**Pointing records:**
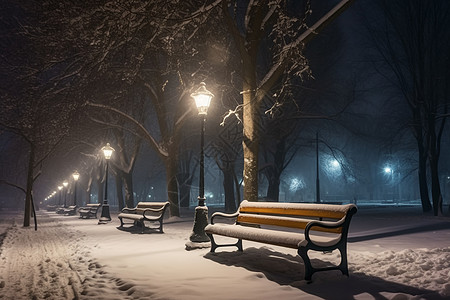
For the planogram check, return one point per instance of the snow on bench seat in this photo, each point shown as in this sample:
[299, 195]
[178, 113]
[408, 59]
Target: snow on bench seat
[145, 211]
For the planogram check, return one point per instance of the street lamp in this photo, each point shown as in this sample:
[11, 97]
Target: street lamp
[202, 99]
[65, 184]
[106, 217]
[60, 194]
[75, 176]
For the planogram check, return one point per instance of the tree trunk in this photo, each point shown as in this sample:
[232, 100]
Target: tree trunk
[228, 187]
[423, 186]
[185, 189]
[433, 158]
[119, 191]
[128, 186]
[29, 190]
[250, 142]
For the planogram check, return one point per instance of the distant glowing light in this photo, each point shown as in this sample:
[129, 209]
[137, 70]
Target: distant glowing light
[296, 184]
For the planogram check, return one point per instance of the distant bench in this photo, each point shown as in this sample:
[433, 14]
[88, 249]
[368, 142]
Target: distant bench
[145, 211]
[333, 220]
[88, 211]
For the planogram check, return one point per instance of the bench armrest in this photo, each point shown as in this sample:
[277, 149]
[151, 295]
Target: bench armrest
[223, 215]
[323, 224]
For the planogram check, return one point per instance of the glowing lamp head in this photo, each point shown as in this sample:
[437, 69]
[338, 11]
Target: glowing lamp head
[107, 151]
[76, 175]
[202, 99]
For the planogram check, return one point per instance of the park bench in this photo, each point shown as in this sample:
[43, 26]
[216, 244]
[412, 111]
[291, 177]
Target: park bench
[90, 210]
[289, 225]
[145, 211]
[70, 210]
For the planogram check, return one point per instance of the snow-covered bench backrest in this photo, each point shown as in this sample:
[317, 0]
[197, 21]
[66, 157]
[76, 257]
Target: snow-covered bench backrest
[293, 215]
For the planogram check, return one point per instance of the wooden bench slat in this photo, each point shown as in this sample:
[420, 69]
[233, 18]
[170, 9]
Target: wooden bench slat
[289, 215]
[145, 211]
[290, 222]
[296, 209]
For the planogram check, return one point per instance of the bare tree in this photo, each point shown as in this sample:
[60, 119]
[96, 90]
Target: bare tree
[255, 26]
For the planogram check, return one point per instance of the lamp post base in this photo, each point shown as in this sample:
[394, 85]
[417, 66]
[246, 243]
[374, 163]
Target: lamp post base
[198, 234]
[105, 217]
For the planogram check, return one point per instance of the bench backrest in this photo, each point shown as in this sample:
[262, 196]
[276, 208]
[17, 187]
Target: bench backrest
[293, 215]
[151, 204]
[141, 206]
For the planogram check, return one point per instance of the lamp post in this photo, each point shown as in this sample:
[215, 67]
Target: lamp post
[75, 176]
[60, 194]
[202, 99]
[106, 217]
[65, 184]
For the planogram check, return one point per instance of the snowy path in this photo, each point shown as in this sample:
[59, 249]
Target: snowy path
[52, 263]
[391, 256]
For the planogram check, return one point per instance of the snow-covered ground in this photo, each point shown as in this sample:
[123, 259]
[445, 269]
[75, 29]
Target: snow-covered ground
[394, 253]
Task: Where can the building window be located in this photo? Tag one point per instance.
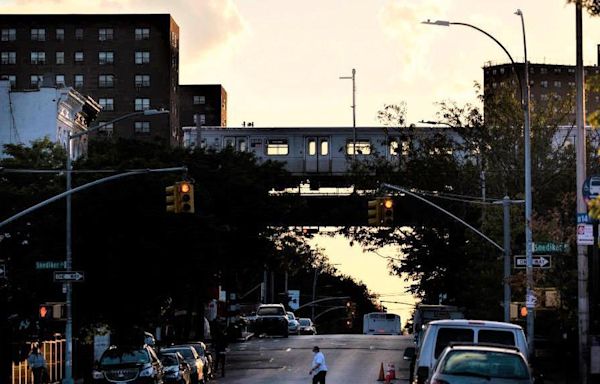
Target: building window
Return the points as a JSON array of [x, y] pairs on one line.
[[277, 147], [78, 81], [142, 57], [12, 79], [59, 80], [107, 104], [142, 81], [141, 104], [36, 80], [105, 128], [8, 58], [9, 34], [60, 57], [38, 34], [202, 119], [106, 58], [106, 81], [142, 127], [38, 57], [105, 34], [363, 147], [142, 33], [60, 34]]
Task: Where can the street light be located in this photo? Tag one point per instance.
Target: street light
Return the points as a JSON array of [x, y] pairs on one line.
[[523, 86], [353, 78], [68, 379]]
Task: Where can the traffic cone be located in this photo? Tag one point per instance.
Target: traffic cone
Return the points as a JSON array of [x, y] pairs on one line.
[[381, 375]]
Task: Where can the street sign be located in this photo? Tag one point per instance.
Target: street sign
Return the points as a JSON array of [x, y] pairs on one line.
[[585, 234], [294, 302], [538, 261], [50, 264], [547, 247], [68, 276]]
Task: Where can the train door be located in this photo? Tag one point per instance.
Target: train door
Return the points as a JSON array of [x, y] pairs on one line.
[[317, 154]]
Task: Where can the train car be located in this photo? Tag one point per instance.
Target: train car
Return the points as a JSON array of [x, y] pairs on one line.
[[308, 150]]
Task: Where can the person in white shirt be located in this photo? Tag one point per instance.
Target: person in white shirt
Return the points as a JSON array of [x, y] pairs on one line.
[[318, 367]]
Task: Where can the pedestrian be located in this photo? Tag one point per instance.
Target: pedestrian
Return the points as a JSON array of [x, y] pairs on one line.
[[37, 363], [318, 367]]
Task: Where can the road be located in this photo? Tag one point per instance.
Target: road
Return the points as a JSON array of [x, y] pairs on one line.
[[350, 359]]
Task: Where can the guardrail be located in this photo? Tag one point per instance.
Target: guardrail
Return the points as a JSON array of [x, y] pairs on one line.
[[54, 353]]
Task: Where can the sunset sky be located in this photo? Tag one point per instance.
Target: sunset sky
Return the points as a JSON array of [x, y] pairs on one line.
[[280, 60]]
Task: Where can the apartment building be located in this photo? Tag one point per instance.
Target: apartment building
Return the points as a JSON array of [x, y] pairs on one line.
[[127, 62]]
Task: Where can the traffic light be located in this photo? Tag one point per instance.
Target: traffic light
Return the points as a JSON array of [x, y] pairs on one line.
[[180, 197], [45, 311], [374, 212], [185, 200], [171, 199], [387, 208]]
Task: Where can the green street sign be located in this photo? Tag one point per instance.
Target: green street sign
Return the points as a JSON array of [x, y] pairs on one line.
[[547, 247], [50, 264]]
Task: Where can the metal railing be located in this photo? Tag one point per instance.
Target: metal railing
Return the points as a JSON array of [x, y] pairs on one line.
[[54, 354]]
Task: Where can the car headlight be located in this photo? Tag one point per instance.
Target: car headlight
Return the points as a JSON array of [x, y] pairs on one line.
[[147, 372]]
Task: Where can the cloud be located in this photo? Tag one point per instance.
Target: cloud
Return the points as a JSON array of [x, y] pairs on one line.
[[205, 26], [401, 21]]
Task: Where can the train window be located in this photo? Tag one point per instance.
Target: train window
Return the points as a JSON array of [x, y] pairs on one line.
[[324, 147], [363, 147], [312, 147], [277, 147]]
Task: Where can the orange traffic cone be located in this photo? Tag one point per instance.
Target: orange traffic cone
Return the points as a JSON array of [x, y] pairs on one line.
[[381, 375]]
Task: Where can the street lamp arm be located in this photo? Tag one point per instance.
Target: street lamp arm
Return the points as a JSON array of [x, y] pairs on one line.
[[403, 190], [85, 186], [147, 112]]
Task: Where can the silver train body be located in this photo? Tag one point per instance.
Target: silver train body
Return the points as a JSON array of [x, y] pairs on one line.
[[309, 150]]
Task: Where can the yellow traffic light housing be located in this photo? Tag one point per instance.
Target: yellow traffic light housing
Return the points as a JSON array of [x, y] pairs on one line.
[[374, 212], [387, 216], [185, 197], [171, 199]]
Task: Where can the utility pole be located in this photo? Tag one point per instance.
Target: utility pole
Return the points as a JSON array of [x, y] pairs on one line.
[[582, 259], [353, 78]]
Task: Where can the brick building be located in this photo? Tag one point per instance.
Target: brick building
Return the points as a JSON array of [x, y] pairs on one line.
[[127, 62]]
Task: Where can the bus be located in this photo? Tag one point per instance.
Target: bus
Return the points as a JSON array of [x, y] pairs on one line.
[[381, 323]]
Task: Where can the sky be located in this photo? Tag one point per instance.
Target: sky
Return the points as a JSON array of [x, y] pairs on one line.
[[280, 60]]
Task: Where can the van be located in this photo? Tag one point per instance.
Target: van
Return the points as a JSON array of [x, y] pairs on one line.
[[441, 333]]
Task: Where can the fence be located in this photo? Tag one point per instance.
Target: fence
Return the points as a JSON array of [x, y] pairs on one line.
[[54, 353]]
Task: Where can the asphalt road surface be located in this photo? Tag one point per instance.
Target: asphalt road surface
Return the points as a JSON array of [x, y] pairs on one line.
[[353, 359]]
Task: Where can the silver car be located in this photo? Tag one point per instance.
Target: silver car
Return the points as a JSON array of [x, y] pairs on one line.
[[481, 363]]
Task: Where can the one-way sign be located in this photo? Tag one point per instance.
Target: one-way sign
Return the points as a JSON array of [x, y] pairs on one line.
[[538, 261], [68, 276]]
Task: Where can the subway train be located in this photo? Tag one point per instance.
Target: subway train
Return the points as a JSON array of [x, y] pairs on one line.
[[311, 150]]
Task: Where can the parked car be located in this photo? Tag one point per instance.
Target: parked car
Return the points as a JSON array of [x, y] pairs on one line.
[[177, 371], [439, 334], [271, 319], [293, 325], [206, 356], [129, 365], [192, 358], [306, 326], [480, 363]]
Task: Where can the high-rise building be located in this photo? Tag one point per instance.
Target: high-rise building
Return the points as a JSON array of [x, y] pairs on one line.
[[127, 62], [208, 102]]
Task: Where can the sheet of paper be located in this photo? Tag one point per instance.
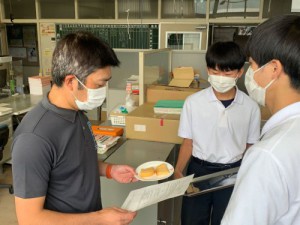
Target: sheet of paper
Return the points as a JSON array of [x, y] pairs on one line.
[[140, 198]]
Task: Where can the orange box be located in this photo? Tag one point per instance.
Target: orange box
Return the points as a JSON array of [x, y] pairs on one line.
[[108, 130]]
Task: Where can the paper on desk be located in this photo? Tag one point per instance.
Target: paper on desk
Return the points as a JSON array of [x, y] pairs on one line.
[[140, 198]]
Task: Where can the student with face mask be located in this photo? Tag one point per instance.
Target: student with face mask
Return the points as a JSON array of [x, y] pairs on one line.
[[56, 172], [217, 125], [267, 189]]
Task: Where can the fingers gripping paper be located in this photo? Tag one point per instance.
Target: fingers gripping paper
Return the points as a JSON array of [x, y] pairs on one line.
[[143, 197]]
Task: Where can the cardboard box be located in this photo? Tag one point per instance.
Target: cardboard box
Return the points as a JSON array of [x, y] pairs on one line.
[[182, 77], [144, 124], [107, 130], [156, 92]]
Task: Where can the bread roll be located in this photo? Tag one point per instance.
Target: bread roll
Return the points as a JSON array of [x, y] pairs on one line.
[[147, 172], [162, 170]]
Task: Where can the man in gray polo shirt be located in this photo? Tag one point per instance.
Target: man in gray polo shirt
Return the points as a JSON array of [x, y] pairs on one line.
[[54, 157]]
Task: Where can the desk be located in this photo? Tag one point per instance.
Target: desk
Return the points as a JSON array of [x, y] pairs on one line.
[[20, 104]]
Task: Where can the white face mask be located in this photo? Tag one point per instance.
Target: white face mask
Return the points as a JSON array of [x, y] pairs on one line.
[[95, 98], [256, 92], [221, 83]]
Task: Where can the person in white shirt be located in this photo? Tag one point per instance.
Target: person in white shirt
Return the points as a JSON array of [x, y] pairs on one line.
[[217, 125], [267, 189]]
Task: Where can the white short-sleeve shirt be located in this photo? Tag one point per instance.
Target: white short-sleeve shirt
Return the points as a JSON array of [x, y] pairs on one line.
[[267, 190], [219, 134]]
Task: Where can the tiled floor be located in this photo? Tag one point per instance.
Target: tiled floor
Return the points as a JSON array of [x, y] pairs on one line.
[[7, 204]]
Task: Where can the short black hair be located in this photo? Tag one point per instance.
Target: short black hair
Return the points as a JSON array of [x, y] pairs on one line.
[[225, 56], [278, 38], [80, 54]]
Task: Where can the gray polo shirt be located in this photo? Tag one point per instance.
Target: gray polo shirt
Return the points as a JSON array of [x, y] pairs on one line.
[[54, 155]]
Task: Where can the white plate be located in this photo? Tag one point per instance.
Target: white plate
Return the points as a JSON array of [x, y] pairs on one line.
[[153, 164]]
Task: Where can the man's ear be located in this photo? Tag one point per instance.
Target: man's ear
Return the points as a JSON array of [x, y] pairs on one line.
[[277, 68], [240, 73], [69, 82]]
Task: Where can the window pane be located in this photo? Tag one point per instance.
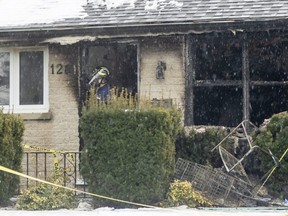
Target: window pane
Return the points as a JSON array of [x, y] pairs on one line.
[[218, 59], [31, 78], [268, 59], [4, 77], [218, 106]]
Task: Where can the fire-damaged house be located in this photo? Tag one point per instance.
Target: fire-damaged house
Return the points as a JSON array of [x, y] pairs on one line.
[[220, 61]]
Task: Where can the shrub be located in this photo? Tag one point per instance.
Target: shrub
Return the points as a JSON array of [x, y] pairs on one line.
[[129, 153], [11, 132], [182, 193], [197, 147], [274, 136], [46, 197]]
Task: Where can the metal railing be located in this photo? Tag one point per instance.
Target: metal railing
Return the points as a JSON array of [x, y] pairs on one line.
[[44, 165]]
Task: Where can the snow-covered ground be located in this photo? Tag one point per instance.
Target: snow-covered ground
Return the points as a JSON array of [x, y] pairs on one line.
[[181, 211]]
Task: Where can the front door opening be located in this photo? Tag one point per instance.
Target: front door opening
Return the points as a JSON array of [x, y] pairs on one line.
[[120, 59]]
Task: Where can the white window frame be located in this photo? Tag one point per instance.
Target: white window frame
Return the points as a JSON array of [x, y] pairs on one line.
[[14, 105]]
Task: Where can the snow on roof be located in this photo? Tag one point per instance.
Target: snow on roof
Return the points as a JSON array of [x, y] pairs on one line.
[[19, 12], [113, 3], [155, 4]]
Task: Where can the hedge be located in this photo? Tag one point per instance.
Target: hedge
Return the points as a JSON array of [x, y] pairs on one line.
[[11, 132], [129, 154]]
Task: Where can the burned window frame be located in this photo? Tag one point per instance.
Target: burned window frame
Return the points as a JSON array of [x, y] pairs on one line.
[[246, 84]]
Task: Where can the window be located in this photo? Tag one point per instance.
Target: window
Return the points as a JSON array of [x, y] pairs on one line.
[[24, 80], [236, 77]]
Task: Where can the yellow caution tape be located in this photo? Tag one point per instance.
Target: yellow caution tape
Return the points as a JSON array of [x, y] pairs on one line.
[[54, 152], [5, 169]]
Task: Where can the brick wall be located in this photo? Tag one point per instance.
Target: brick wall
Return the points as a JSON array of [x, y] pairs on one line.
[[61, 131]]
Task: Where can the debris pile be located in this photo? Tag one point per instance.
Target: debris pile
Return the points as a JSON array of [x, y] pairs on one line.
[[228, 186]]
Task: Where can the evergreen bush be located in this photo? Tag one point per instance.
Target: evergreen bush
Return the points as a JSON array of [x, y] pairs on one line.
[[129, 152], [274, 136], [11, 132], [182, 193]]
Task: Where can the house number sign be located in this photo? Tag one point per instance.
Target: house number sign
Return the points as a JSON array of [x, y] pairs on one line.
[[61, 69]]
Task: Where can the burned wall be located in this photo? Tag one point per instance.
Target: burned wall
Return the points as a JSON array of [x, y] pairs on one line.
[[162, 69]]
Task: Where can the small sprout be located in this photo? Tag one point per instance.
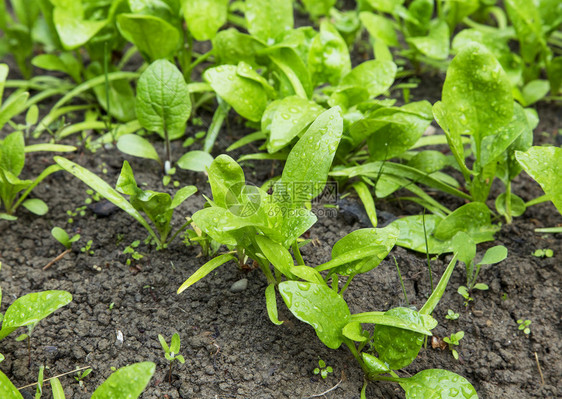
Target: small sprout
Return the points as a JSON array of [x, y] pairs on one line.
[[524, 325], [543, 253], [453, 341], [451, 315], [322, 369]]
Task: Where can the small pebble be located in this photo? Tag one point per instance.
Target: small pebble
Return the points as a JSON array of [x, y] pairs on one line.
[[239, 286]]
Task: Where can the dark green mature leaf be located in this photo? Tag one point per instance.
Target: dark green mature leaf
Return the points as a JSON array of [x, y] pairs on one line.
[[7, 389], [154, 37], [544, 164], [163, 101], [204, 17], [438, 384], [285, 119], [246, 96], [32, 308], [385, 238], [396, 346], [267, 20], [12, 154], [310, 160], [126, 383], [476, 94], [328, 58], [319, 306]]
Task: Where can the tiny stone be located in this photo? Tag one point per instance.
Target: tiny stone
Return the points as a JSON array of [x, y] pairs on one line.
[[239, 286]]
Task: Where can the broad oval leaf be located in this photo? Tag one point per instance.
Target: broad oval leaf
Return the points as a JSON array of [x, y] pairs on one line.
[[438, 384], [319, 306], [154, 37], [31, 308], [163, 102], [246, 96], [137, 146], [126, 383]]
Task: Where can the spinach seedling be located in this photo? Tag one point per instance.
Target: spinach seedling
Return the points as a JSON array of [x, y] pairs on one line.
[[322, 369], [452, 315], [171, 352], [524, 326], [453, 341], [63, 237], [158, 207]]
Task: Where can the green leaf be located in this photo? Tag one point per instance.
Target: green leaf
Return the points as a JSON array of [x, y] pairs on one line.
[[246, 96], [438, 384], [103, 189], [7, 389], [544, 164], [36, 206], [436, 44], [12, 154], [271, 304], [285, 119], [204, 270], [126, 383], [268, 20], [311, 158], [204, 17], [328, 58], [494, 255], [477, 95], [197, 161], [154, 37], [32, 308], [397, 346], [163, 101], [382, 239], [137, 146], [319, 306]]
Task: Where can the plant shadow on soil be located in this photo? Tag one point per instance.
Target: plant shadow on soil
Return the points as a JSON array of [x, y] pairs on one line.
[[232, 350]]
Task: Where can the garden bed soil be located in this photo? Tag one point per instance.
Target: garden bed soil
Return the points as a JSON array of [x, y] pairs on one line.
[[231, 348]]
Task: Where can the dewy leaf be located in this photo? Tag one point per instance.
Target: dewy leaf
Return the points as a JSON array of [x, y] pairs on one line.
[[544, 164], [7, 389], [32, 308], [126, 383], [319, 306], [246, 96], [310, 160], [163, 101], [267, 20], [476, 94], [328, 58], [204, 17], [137, 146], [154, 37], [285, 119], [438, 384]]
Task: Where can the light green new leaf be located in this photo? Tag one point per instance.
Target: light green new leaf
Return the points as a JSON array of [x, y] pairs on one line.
[[32, 308], [126, 383], [328, 58], [246, 96], [311, 158], [476, 94], [137, 146], [163, 102], [154, 37], [438, 384], [544, 164], [7, 389], [319, 306], [204, 17], [197, 161], [267, 20]]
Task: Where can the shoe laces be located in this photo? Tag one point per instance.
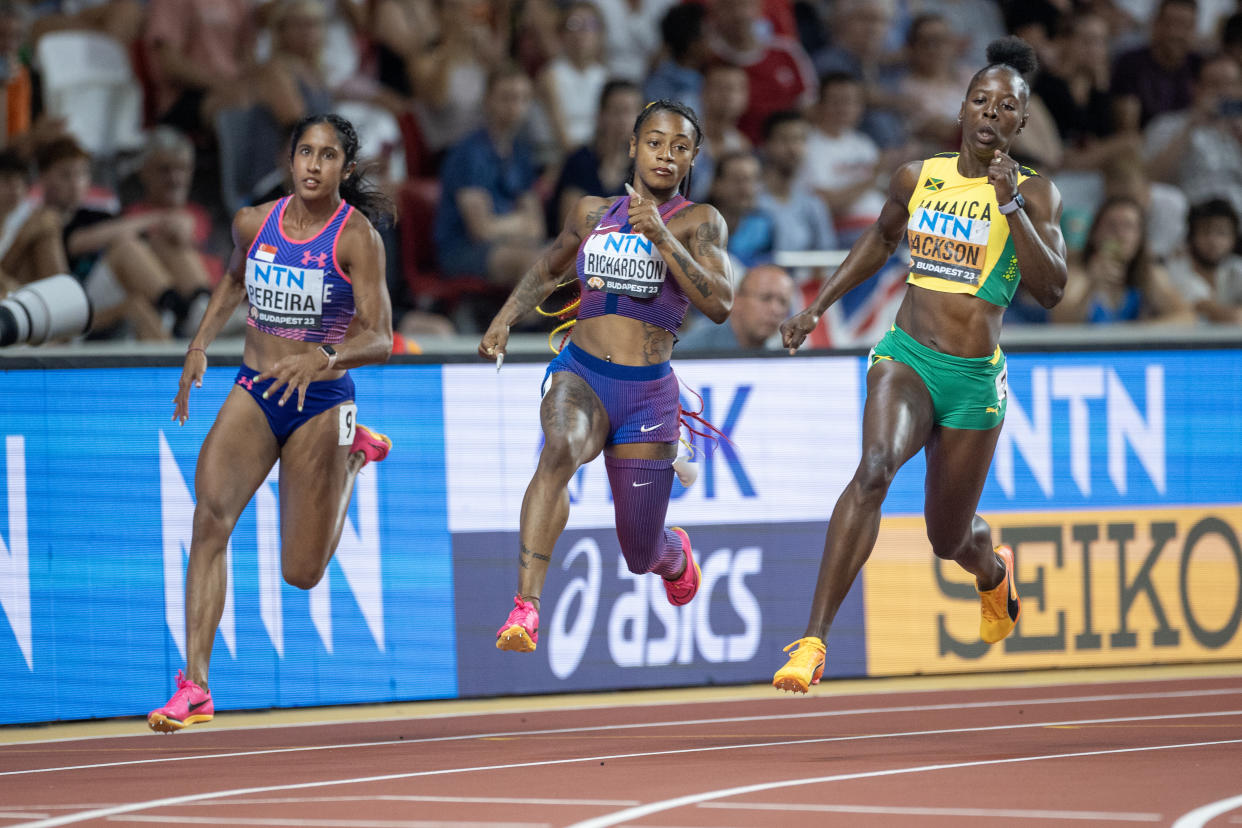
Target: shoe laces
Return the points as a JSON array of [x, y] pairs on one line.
[[184, 687], [809, 647], [524, 613]]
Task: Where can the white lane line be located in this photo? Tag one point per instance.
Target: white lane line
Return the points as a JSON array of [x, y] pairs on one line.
[[988, 813], [142, 733], [383, 797], [1202, 814], [330, 823], [722, 793], [99, 813], [687, 723], [395, 797]]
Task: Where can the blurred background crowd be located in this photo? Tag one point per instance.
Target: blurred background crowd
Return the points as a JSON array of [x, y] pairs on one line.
[[133, 129]]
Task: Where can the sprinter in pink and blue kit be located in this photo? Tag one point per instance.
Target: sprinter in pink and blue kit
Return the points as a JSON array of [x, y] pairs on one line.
[[641, 261], [311, 267]]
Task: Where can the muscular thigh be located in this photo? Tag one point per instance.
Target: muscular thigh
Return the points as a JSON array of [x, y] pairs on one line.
[[236, 456], [573, 417], [958, 462], [313, 471]]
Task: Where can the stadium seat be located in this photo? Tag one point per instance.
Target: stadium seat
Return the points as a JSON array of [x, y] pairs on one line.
[[90, 82], [416, 206]]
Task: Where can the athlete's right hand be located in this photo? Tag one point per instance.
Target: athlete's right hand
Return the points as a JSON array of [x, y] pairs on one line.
[[796, 328], [494, 340], [191, 375]]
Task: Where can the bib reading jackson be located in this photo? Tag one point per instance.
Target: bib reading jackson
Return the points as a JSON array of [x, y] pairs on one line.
[[624, 263]]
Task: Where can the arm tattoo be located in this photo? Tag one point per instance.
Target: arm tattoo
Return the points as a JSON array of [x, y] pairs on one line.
[[593, 219], [708, 237], [693, 273]]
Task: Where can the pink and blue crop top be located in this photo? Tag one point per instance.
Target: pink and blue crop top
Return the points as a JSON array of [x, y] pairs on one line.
[[296, 287], [622, 272]]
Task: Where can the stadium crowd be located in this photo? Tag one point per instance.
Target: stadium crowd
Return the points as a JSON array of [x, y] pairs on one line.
[[485, 119]]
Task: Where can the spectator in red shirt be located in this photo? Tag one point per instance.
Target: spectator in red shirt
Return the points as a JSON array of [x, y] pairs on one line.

**REQUIREMENTS:**
Write out the lines of the rows above without any changes, starting at the line that contains "Task: Where can the sky" and ending at the line that contains "[[108, 130]]", with both of those lines included. Leave the pictures out of your answer.

**REPLY TO THE TASK:**
Task: Where can the sky be located in this photo? Tag one point per instance.
Target: sky
Return the points as a JSON array of [x, y] pairs on one line.
[[280, 60]]
Task: Where can the van be located in this photo? Tag one point per instance.
Target: van
Return the points as a JSON array of [x, y] pairs on one line.
[[441, 333]]
Task: Where can the fence be located in this photo? Tag one point per instance.
Target: fence
Return the points as a JSON array of [x, y] pairs on one line.
[[54, 353]]
Task: Where can the asphalt road surface be located in this photo? Tag one point per instance.
Target: asphalt road surface
Return the points as a JSON array of [x, y] pairs on one line.
[[353, 359]]
Task: Where can the silver car be located in this photo? Tag one point per instance.
Target: silver car
Return the points as a JSON array of [x, y] pairs on one line.
[[481, 363]]
Task: Where can the one-way sign be located in this photo? Tag one point per instance.
Target: one-way sign
Return the points as a JSON array of [x, y] pairs on one line.
[[538, 261], [68, 276]]
Task: Where can the subway train be located in this photo? Tag one point per instance.
Target: subway train
Return the points as a JSON array of [x, y] pairs on one line.
[[311, 150]]
Task: Where can the parked car be located in this photo? Tag one point per instance.
Target: parked car
Return the points as a JSON array of [x, y] pairs on one line.
[[177, 371], [439, 334], [271, 319], [293, 325], [206, 356], [129, 365], [192, 358], [306, 326], [480, 363]]
Task: Where can the high-rise building be located in this photo? Tag one point per instance.
Target: high-rise building
Return the points as a JSON array of [x, y] pairs on one line.
[[127, 62], [208, 102]]
Task: Where can the sheet of paper be located in this photo? Tag one point per instance.
Target: sheet of paper
Return the points as a JSON array of [x, y] pairs on one line.
[[140, 198]]
Task: Where can the orange box be located in this photo? Tag one point per instance.
Target: orange box
Return the points as a JSON array of [x, y] pairs on one line.
[[108, 130]]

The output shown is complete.